RECORDS —

● ● ● ● ●

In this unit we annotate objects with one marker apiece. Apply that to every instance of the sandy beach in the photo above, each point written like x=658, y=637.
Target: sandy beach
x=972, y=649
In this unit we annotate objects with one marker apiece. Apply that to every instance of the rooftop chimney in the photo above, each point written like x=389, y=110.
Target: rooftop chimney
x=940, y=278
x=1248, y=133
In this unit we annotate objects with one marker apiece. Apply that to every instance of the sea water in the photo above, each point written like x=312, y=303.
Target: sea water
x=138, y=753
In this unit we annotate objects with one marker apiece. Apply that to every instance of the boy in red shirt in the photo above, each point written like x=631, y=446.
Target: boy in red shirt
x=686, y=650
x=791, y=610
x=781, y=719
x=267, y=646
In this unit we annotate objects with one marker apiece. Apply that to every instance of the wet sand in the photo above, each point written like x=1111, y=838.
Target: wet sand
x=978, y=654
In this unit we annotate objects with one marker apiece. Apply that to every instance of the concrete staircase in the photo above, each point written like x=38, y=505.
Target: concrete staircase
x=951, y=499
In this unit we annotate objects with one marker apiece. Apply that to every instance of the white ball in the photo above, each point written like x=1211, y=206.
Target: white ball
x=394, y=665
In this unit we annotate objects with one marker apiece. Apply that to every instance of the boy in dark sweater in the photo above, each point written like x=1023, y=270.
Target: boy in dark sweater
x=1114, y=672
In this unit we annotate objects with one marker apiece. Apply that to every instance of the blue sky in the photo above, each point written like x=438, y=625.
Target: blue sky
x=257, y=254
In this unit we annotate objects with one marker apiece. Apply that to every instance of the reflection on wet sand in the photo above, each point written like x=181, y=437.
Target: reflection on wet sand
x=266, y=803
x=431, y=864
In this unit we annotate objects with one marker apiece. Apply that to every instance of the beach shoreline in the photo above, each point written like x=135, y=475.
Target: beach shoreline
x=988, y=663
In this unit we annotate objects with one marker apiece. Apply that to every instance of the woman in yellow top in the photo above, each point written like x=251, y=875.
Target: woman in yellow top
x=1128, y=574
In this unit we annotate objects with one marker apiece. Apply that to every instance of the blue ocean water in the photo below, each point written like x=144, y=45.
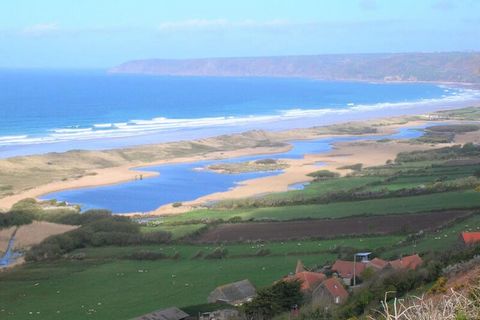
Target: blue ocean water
x=48, y=107
x=182, y=182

● ● ● ● ●

WHAT THIS TASK INVOLVES — Omit the pictures and copy the records above exactly.

PROBLEM SOLUTION —
In this unit we annotate objects with one marker apiece. Apply that to every instance of the sandy beach in the photo above, each point written like x=658, y=637.
Target: sandy beach
x=972, y=649
In this unit we annotate objects with one marker apiece. Apply that to every instance of the rooftop chimney in the photo above, each point written like x=389, y=110.
Target: rooftop chimney
x=940, y=278
x=1248, y=133
In this unit we annotate objects with one marker apiece. Apply that to every instance of the sea water in the photo above, each point written like x=312, y=303.
Target: sea water
x=138, y=753
In this unit we annotate objects with one marker apiece. Apply that to every instance of the boy in red shirt in the photo above, each point written like x=631, y=446.
Target: boy in red shirt
x=686, y=650
x=791, y=610
x=781, y=719
x=267, y=646
In this unit we annotate objects with one marker apiece. Apply that to every instance of the wet sand in the photo above, each point written like x=1111, y=838.
Target: wet sand
x=978, y=654
In this unit we annotate objects with one marker apiece. Apply that to every instance of the concrete staircase in the photo above, each point written like x=38, y=505.
Target: concrete staircase
x=951, y=499
In this unit we annotate objects with one marker apiece. Apply that to every instance of the white ball in the photo above, each point written like x=1211, y=206.
Target: white ball
x=394, y=665
In this unit we annotate objects with one marker apiece. Apply that to every instance of the boy in dark sweater in the photo above, each point written like x=1023, y=270.
Target: boy in dark sweater
x=1114, y=672
In this unit we annotate objects with one marker apiece. Apply that to every instance of the blue sky in the photo above, each point written like x=438, y=625.
Target: blue sky
x=257, y=254
In this unit we annotate objects with one marker apiece. Apply that to every instance of the reflection on wet sand in the photo above, each point written like x=181, y=437.
Target: reflection on wet sand
x=266, y=803
x=431, y=864
In this unit we annotate objects with one marker apiece. Apply that to every instance of the beach shoreline in the photo above, each point written like x=135, y=475.
Target: beach shoreline
x=988, y=663
In this unit we annotate objects with one marker apiece. Apply that to every instance of the woman in yellow top in the photo above, each point written like x=251, y=875.
Target: woman in yellow top
x=1128, y=574
In this unit we annotate objects with one marker apiece. Apply that to every instance of the blue ocean water in the photo below, each point written like x=144, y=45.
Target: blue ocean water
x=48, y=107
x=182, y=182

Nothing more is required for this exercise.